• **WORK TO BE COMPLETED**: Leave out the pictures and repeat every record exactly.

>> BEGIN TASK INPUTS

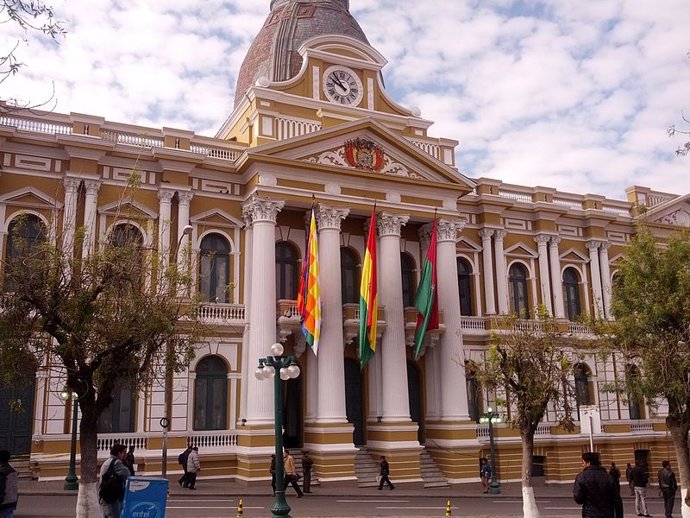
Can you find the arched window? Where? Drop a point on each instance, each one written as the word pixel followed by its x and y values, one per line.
pixel 408 279
pixel 348 276
pixel 287 271
pixel 465 286
pixel 571 293
pixel 583 390
pixel 474 399
pixel 25 234
pixel 119 416
pixel 635 401
pixel 214 268
pixel 518 290
pixel 211 394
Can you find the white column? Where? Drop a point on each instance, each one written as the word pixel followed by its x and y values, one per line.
pixel 69 216
pixel 501 274
pixel 331 367
pixel 451 357
pixel 555 260
pixel 488 267
pixel 544 284
pixel 262 313
pixel 164 203
pixel 392 352
pixel 90 205
pixel 606 278
pixel 593 247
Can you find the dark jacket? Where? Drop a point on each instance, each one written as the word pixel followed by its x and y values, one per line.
pixel 593 490
pixel 8 487
pixel 638 477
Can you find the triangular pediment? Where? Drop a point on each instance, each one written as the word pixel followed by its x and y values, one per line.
pixel 29 197
pixel 365 145
pixel 573 256
pixel 128 208
pixel 217 218
pixel 674 212
pixel 520 250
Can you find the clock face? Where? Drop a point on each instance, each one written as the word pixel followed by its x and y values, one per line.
pixel 342 86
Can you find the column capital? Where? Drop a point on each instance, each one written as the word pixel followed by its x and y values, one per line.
pixel 542 239
pixel 71 184
pixel 389 224
pixel 185 197
pixel 263 209
pixel 500 234
pixel 92 186
pixel 165 195
pixel 486 233
pixel 329 217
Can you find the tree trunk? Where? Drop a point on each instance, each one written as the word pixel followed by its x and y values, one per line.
pixel 529 503
pixel 87 501
pixel 679 435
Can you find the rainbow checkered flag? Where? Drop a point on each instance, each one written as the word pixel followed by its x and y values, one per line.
pixel 309 296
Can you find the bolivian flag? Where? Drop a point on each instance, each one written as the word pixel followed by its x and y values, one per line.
pixel 368 300
pixel 426 299
pixel 309 296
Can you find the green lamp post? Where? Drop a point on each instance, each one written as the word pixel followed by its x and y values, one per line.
pixel 492 417
pixel 71 480
pixel 287 368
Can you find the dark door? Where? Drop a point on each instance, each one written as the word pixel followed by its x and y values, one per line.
pixel 414 391
pixel 292 412
pixel 16 416
pixel 354 404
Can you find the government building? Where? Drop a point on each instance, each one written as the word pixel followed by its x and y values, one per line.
pixel 313 124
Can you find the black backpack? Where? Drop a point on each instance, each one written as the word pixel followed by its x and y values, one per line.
pixel 112 486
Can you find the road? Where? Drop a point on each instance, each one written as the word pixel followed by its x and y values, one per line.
pixel 388 504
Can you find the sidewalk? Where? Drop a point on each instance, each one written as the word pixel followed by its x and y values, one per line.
pixel 230 487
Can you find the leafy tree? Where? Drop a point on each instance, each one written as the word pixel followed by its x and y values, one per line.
pixel 99 320
pixel 651 306
pixel 531 363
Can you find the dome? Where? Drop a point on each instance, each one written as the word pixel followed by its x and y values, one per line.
pixel 274 52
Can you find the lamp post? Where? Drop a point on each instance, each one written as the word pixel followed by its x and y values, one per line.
pixel 287 368
pixel 492 417
pixel 165 420
pixel 71 480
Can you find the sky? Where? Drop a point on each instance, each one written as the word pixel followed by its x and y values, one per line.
pixel 577 95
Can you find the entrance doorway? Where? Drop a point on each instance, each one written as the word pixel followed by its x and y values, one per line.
pixel 16 416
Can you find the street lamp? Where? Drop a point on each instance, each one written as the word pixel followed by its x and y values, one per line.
pixel 71 480
pixel 287 368
pixel 492 417
pixel 165 420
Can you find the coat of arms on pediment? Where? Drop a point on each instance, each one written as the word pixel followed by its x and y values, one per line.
pixel 679 218
pixel 363 154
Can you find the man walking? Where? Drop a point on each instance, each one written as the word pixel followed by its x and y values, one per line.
pixel 8 486
pixel 639 480
pixel 668 487
pixel 307 464
pixel 193 467
pixel 384 472
pixel 593 488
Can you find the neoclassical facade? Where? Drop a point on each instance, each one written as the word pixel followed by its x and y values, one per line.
pixel 313 124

>> END TASK INPUTS

• **SOLUTION BELOW**:
Can you find the arched window? Where? Drop a point on each instance, each one written as the word pixel followed by its x and y values, one per line.
pixel 408 279
pixel 348 276
pixel 287 271
pixel 465 286
pixel 571 293
pixel 583 390
pixel 474 399
pixel 25 234
pixel 119 416
pixel 635 401
pixel 214 268
pixel 518 290
pixel 211 394
Can you find the white column? Where? Drop a point on each instance, each one written as the word pixel followed by its x and y values, one per line.
pixel 69 216
pixel 501 274
pixel 331 367
pixel 451 357
pixel 555 260
pixel 488 267
pixel 544 284
pixel 262 313
pixel 164 203
pixel 392 352
pixel 90 205
pixel 606 278
pixel 593 247
Can you find the dark jacket? Where? Drop a point on each instance, each one written as the word pixel followed by its x and y values, one per line.
pixel 593 490
pixel 8 487
pixel 638 477
Can you find the triangular pediment? Where? Drop a point on each instance, each one written as the word pixel followed by its x and y values, one per line.
pixel 29 197
pixel 365 145
pixel 573 256
pixel 128 208
pixel 217 218
pixel 674 212
pixel 520 250
Can you find the clock face? Where? Drop a point on each instance, each one written as the word pixel followed by its x and y values, one per line.
pixel 342 86
Can you find the column capital? Where? Drop a point on each instance, each one written as the word pixel followed by its x and y values, one per line.
pixel 542 239
pixel 71 184
pixel 389 224
pixel 185 197
pixel 263 209
pixel 500 234
pixel 92 186
pixel 165 195
pixel 486 233
pixel 329 217
Can you find the tree trunk? Where? Drop a point on each instance, each one written as the word pixel followed by its x and y values, one per line.
pixel 529 503
pixel 87 501
pixel 679 435
Can you find the rainbow checkered flag? Where? Drop a point on each instance, each one written as the word pixel followed by its x and y values, one per line.
pixel 309 296
Can you find the bolivian flag? Where? Drop a point on each instance, each one written as the word pixel followed by its x and y values, one per line.
pixel 368 300
pixel 426 299
pixel 309 296
Can you find the green lamp post? Where? Drop a point on each instance, each one written as the word pixel followed by its x and y values, one per line.
pixel 492 417
pixel 71 480
pixel 287 368
Can you find the dark door? Where? Drop a point on each instance, each one written as the word pixel followed by its x and y values, one per line.
pixel 414 391
pixel 292 412
pixel 16 416
pixel 354 404
Can you find the government building? Where? Drop a point on each instance, each one written as the word pixel followed by its x and y values, one per line.
pixel 313 124
Can you find the black backpack? Where? Drop a point on each instance, each one written as the word pixel followed by its x and y values, one per line.
pixel 112 486
Can you find the road? Where? Drop a point on each instance, each one written as the word pixel followed by its x and y values, one per line.
pixel 388 504
Can you find the sidewalk? Where? Drop a point on each instance, each one written as the word pixel followed by its x and y values, one per line.
pixel 230 487
Can you find the leafy tree? Where? Drop a point on each instance, each one written as the word pixel followed by its x and y values, one per line.
pixel 99 320
pixel 651 306
pixel 531 363
Can you find the dome? Where? Drop a point on each instance, each one written as the word pixel followed by its x and y values, one per line.
pixel 274 52
Can you find the lamp post? Where? Drop a point on each instance, each one written as the word pixel followed by its x and y values, one per line.
pixel 287 368
pixel 492 417
pixel 165 420
pixel 71 480
Can you find the sky? Where? Drop a point on each instance, each one written as the word pixel followed by its x and y values, one per line.
pixel 577 95
Can you find the entrance doorway? Where? Drop a point on each instance, each one written as the word pixel followed by its x and y values, one per line.
pixel 16 416
Can you find the street lamp? Where? Drop a point on each instance, each one written as the word pixel followed by its x and y values, one per line.
pixel 71 480
pixel 287 368
pixel 492 417
pixel 165 420
Can you find the coat of arms on pediment? Where? Drop a point on each instance, each one written as the word pixel followed by its x and y values, one per line.
pixel 679 218
pixel 363 154
Can you find the man walking? Where? Drop a point on each instance, each one written as the word pixel followed by its x and y values, one per line.
pixel 8 486
pixel 639 480
pixel 668 487
pixel 307 464
pixel 193 467
pixel 384 472
pixel 593 488
Can you find the neoclassical facade? Where? Drop a point on each instance, each one written as the word pixel followed by its x and y values, one per line.
pixel 313 124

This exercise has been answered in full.